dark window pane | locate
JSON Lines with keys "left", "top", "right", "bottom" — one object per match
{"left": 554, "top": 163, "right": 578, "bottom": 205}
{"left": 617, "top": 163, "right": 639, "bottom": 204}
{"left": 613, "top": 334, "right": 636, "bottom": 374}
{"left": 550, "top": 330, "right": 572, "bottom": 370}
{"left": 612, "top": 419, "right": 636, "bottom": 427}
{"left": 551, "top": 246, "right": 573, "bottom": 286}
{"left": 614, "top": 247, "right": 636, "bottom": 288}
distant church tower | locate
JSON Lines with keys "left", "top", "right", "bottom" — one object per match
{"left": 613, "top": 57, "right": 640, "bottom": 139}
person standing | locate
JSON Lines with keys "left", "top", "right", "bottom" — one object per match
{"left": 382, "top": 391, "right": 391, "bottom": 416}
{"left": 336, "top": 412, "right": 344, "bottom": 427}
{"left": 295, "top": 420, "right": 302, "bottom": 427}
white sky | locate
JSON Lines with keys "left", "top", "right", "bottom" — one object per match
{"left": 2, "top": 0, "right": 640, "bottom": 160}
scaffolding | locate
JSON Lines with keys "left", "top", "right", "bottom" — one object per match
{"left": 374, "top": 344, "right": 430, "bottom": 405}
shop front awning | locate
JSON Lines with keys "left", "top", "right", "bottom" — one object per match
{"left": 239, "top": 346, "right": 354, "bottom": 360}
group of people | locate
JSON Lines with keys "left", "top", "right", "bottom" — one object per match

## Task details:
Filter the records above for "locate" and copy every matching line.

## Solution to this exercise:
dark window pane | locate
distant church tower | locate
person standing | locate
white sky | locate
scaffolding | locate
shop front awning | locate
group of people | locate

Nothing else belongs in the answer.